→ **REQUIRED ACTION**
Retype all of the data word for word, without pictures.
** Opening DATASET EXCERPTS block **
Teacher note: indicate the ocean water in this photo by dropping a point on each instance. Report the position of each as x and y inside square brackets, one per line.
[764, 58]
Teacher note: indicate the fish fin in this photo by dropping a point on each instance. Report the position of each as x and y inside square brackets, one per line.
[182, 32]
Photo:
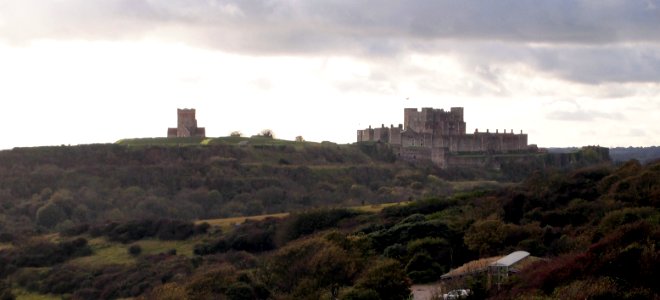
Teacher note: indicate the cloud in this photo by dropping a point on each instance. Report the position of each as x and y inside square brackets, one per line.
** Closing DATASET EXCERPTS block **
→ **TASK ANSWER**
Teacher note: indicate the ocean water in this photo by dropping a point on each instance. Report the position of each as x and y inside square brackets, one per line.
[764, 58]
Teacher note: indicate the fish fin in this photo by dropping a point on each instance. Report the position of each as x and y inside square brackets, one per line.
[182, 32]
Photo:
Teacher note: indicate the cloud in this photo by dropping a point on each instance. Report the position of each as x and y inside square brackets, one per line.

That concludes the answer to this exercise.